= ИСХОДНЫЙ ТЕКСТ =
--------------------
В рамках исповедуемого им религиозного миросозерцания, Толстой тоже с недоверием и подозрением относится к плотскому, телесному началу любви, возлагая, как добрый христианин, надежды на душу. В том, что Толстой характеризует силу влечения Иртенева к Степаниде словом 'похоть' и заставляет своего героя затрачивать столько умственных, душевных усилий, чтобы совладать с этим влечением, можно увидеть влияние этого воззрения на творческую практику. Но последняя оказывается много мудрее и гораздо ближе к истине, чем самые хитроумные теоретические построения. Ибо искусство, обладая собственным умом и умея философствовать, имеет завидное преимущество перед сугубо понятийными, логическими способами познания мира. Оно содержит в себе самом практический определитель связи своих созданий с действительностью. Замыслы и намерения художника проверяются и корректируются здесь внутренней логикой развития самого изображаемого предмета. В данном случае - чувства любви, страсти Иртенева.
--------------------
(Сохранённые данные)
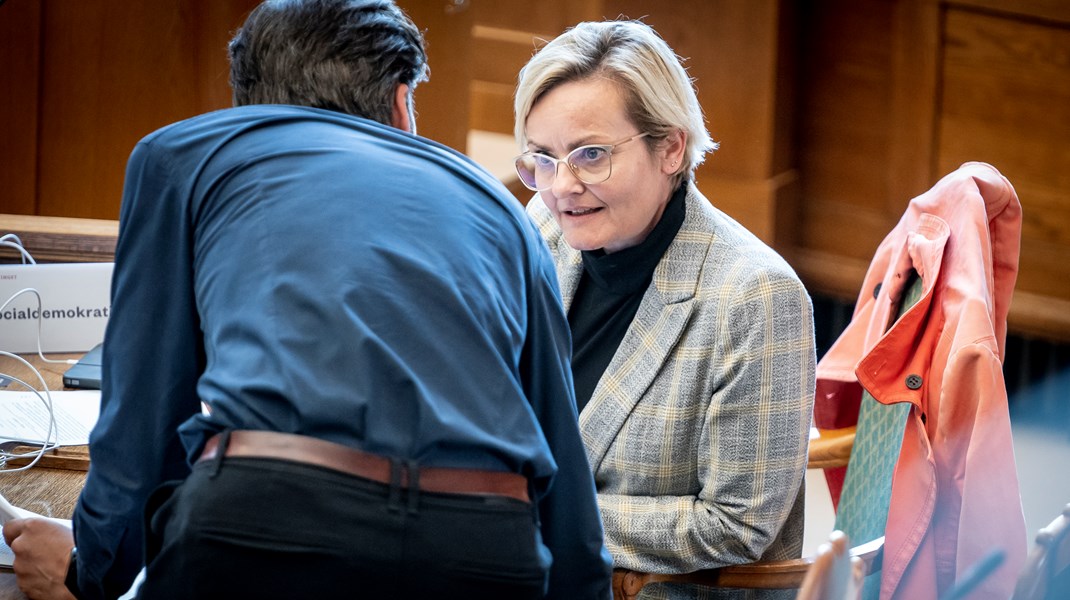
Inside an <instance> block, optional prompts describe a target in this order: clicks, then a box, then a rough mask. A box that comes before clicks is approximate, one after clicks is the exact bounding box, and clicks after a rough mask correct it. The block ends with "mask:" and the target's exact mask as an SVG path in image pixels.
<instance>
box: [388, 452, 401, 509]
mask: <svg viewBox="0 0 1070 600" xmlns="http://www.w3.org/2000/svg"><path fill="white" fill-rule="evenodd" d="M402 470H403V466H402V464H401V461H399V460H397V459H391V495H389V498H388V499H387V502H386V509H387V510H389V511H391V512H399V511H400V510H401V476H402Z"/></svg>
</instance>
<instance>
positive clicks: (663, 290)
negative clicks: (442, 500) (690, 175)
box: [528, 184, 815, 573]
mask: <svg viewBox="0 0 1070 600" xmlns="http://www.w3.org/2000/svg"><path fill="white" fill-rule="evenodd" d="M686 211H687V215H686V217H685V219H684V224H683V225H682V226H681V229H679V232H678V233H677V234H676V237H675V240H674V241H673V242H672V244H671V245H670V246H669V249H668V250H667V251H666V255H664V257H662V259H661V261H660V262H659V263H658V265H657V267H656V268H655V271H654V280H653V282H652V283H651V287H649V288H648V289H647V290H646V293H645V295H644V296H643V299H642V303H641V305H640V307H639V311H638V313H637V314H636V318H635V320H633V321H632V323H631V326H630V327H629V328H628V330H627V333H626V334H625V336H624V339H623V340H622V342H621V345H620V348H617V351H616V354H615V355H614V356H613V358H612V360H611V361H610V364H609V367H608V368H607V370H606V373H605V374H603V375H602V378H601V380H600V381H599V382H598V385H597V387H596V388H595V390H594V395H593V396H592V398H591V401H590V402H589V403H587V405H586V406H585V407H584V410H583V412H582V413H581V414H580V429H581V432H582V435H583V443H584V445H585V447H586V452H587V460H589V461H590V463H591V467H592V470H593V471H594V475H595V483H596V487H597V489H598V505H599V507H600V509H601V516H602V521H603V524H605V527H606V543H607V547H608V548H609V550H610V552H611V553H612V555H613V559H614V563H615V565H616V566H617V567H623V568H628V569H636V570H642V571H651V572H663V573H667V572H688V571H693V570H697V569H704V568H714V567H721V566H724V565H732V564H740V563H750V561H753V560H758V559H760V558H765V559H781V558H791V557H798V556H799V555H800V552H801V547H802V499H804V493H802V481H804V475H805V473H806V463H807V446H808V442H809V431H810V417H811V413H812V406H813V394H814V366H815V357H814V340H813V314H812V307H811V303H810V296H809V295H808V294H807V291H806V289H805V288H804V287H802V283H801V282H800V281H799V280H798V278H797V277H796V275H795V273H794V271H793V270H792V268H791V267H790V266H789V265H788V264H786V263H785V262H784V261H783V260H782V259H781V258H780V257H779V256H778V255H777V253H776V252H775V251H773V250H771V249H770V248H769V247H768V246H766V245H765V244H764V243H762V242H761V241H760V240H759V239H758V237H756V236H754V235H753V234H752V233H750V232H749V231H747V230H746V229H745V228H744V227H743V226H740V225H739V224H738V222H736V221H735V220H733V219H732V218H731V217H729V216H728V215H725V214H724V213H722V212H720V211H719V210H717V209H715V207H714V206H713V205H712V204H710V203H709V202H708V201H707V200H706V199H705V198H704V197H703V196H702V195H701V194H700V193H699V190H698V189H697V188H695V187H694V185H693V184H691V185H690V186H689V188H688V194H687V199H686ZM528 212H529V214H530V215H531V216H532V218H533V219H534V221H535V224H536V226H537V227H538V228H539V230H540V232H541V233H542V236H544V239H545V240H546V241H547V244H548V245H549V247H550V250H551V252H552V253H553V257H554V262H555V264H556V268H557V278H559V281H560V283H561V291H562V296H563V298H564V304H565V309H566V310H568V307H569V306H570V304H571V301H572V296H574V295H575V293H576V288H577V284H578V283H579V280H580V276H581V275H582V271H583V265H582V261H581V255H580V252H579V251H577V250H574V249H572V248H571V247H569V246H568V245H567V244H566V243H565V240H564V237H563V235H562V232H561V229H560V228H559V227H557V224H556V222H555V221H554V219H553V217H552V215H551V214H550V212H549V210H547V207H546V206H545V205H544V204H542V202H541V200H540V199H538V198H537V197H536V198H534V199H533V200H532V201H531V202H529V204H528Z"/></svg>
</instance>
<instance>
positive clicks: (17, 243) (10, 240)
mask: <svg viewBox="0 0 1070 600" xmlns="http://www.w3.org/2000/svg"><path fill="white" fill-rule="evenodd" d="M0 246H7V247H9V248H15V249H16V250H18V252H19V253H20V255H22V264H26V263H27V262H29V263H30V264H37V261H35V260H33V257H32V256H30V252H29V251H27V249H26V247H25V246H22V241H21V240H19V239H18V235H15V234H14V233H5V234H3V235H0Z"/></svg>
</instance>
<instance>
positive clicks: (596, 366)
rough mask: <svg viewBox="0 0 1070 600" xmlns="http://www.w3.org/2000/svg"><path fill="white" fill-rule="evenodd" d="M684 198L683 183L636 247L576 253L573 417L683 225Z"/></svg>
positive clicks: (574, 318)
mask: <svg viewBox="0 0 1070 600" xmlns="http://www.w3.org/2000/svg"><path fill="white" fill-rule="evenodd" d="M686 195H687V184H686V183H685V184H684V185H681V186H679V187H678V188H677V189H676V191H675V193H673V195H672V198H670V199H669V203H668V204H667V205H666V210H664V212H663V213H662V214H661V219H660V220H659V221H658V225H656V226H655V227H654V230H653V231H651V234H649V235H647V236H646V240H643V242H642V243H640V244H639V245H638V246H632V247H630V248H625V249H623V250H618V251H616V252H613V253H611V255H607V253H606V252H605V251H602V250H592V251H590V252H587V251H584V252H582V255H583V275H582V277H580V283H579V287H578V288H577V289H576V296H575V297H574V298H572V305H571V307H569V309H568V324H569V326H570V327H571V329H572V380H574V382H575V384H576V404H577V409H578V410H579V411H582V410H583V406H586V404H587V402H589V401H590V400H591V396H592V395H593V394H594V391H595V386H597V385H598V380H600V379H601V376H602V373H605V372H606V368H607V367H608V366H609V363H610V360H611V359H612V358H613V355H614V354H616V349H617V347H618V345H621V340H622V339H624V334H625V332H627V330H628V326H630V325H631V320H632V319H633V318H635V317H636V312H637V311H638V310H639V304H640V303H641V302H642V301H643V294H645V293H646V289H647V288H648V287H649V284H651V280H652V279H653V277H654V267H656V266H657V264H658V261H660V260H661V257H662V255H664V252H666V250H667V249H669V245H670V244H672V241H673V239H675V237H676V232H677V231H679V226H681V225H682V224H683V222H684V214H685V209H684V196H686Z"/></svg>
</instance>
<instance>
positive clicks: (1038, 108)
mask: <svg viewBox="0 0 1070 600" xmlns="http://www.w3.org/2000/svg"><path fill="white" fill-rule="evenodd" d="M945 22H946V26H945V28H946V29H945V40H946V42H945V45H944V57H943V65H944V79H943V87H942V89H941V106H939V140H938V144H937V152H938V154H937V165H938V167H937V168H938V169H939V170H942V171H947V170H950V169H953V168H954V167H956V166H958V165H959V164H961V163H963V161H965V160H984V161H988V163H991V164H992V165H994V166H996V168H998V169H999V170H1000V171H1002V172H1003V173H1004V174H1005V175H1006V176H1007V178H1008V179H1009V180H1010V181H1011V183H1012V184H1013V185H1014V187H1015V190H1016V191H1018V194H1019V197H1020V198H1021V200H1022V209H1023V212H1022V214H1023V227H1022V256H1021V260H1020V272H1019V280H1018V287H1016V290H1015V294H1016V295H1019V296H1022V297H1023V302H1026V303H1028V302H1030V299H1029V298H1030V296H1037V297H1038V298H1040V297H1049V298H1061V299H1063V301H1064V303H1065V304H1064V306H1063V309H1064V310H1067V311H1070V261H1067V260H1066V258H1067V257H1068V256H1070V141H1068V140H1070V22H1067V24H1061V25H1059V24H1051V22H1044V21H1040V20H1037V19H1034V18H1016V17H1014V16H1007V15H1002V14H997V13H988V12H976V11H972V10H958V9H956V7H952V9H950V10H948V12H947V15H946V21H945ZM1015 318H1016V319H1018V320H1019V321H1020V322H1022V323H1023V326H1025V321H1027V317H1026V316H1024V314H1018V316H1015ZM1067 319H1068V320H1070V316H1068V317H1067Z"/></svg>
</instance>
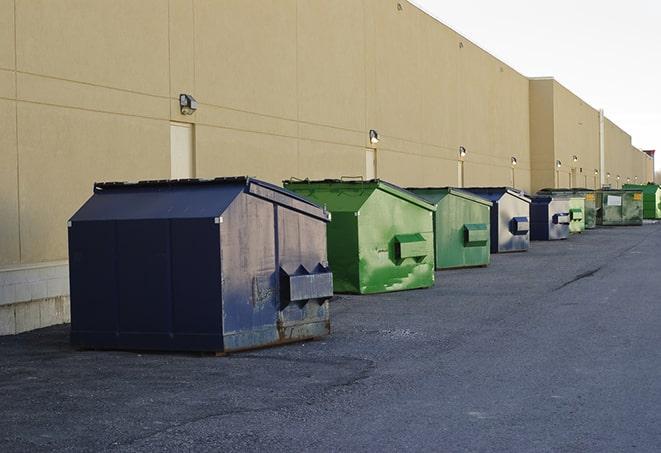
--------------------
= ЗАДАНИЕ 1 =
Определите, соответствуют ли исходному тексту утверждения (а), (б) и (в), и для каждого ответьте «да» или «нет», приведя точную цитату из текста, на которой основан ответ. (а) Толстой называет влечение Иртенева к Степаниде словом «похоть». (б) Теоретические построения ближе к истине, чем творческая практика. (в) Замыслы художника проверяются внешней критикой.
= ЗАДАНИЕ 2 =
Перечислите все имена собственные, упомянутые в исходном тексте.
Выполняйте задания, опираясь только на исходный текст.

= ОТВЕТ 1 =
(а) Да: «Толстой характеризует силу влечения Иртенева к Степаниде словом 'похоть'».
(б) Нет: «последняя оказывается много мудрее и гораздо ближе к истине, чем самые хитроумные теоретические построения».
(в) Нет: «Замыслы и намерения художника проверяются и корректируются здесь внутренней логикой развития самого изображаемого предмета».

= ОТВЕТ 2 =
Толстой, Иртенев, Степанида.